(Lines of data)
* * * * *
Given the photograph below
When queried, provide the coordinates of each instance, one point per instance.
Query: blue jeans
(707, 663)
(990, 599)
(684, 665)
* * * * *
Written request:
Return the data above as a JSON list of strings, with one string for each line and any blank lines left out.

Correct output:
[
  "Given the photograph below",
  "When queried, provide the coordinates of each instance, one point per instance.",
  "Query: blue jeans",
  "(707, 663)",
  "(990, 599)",
  "(684, 665)"
]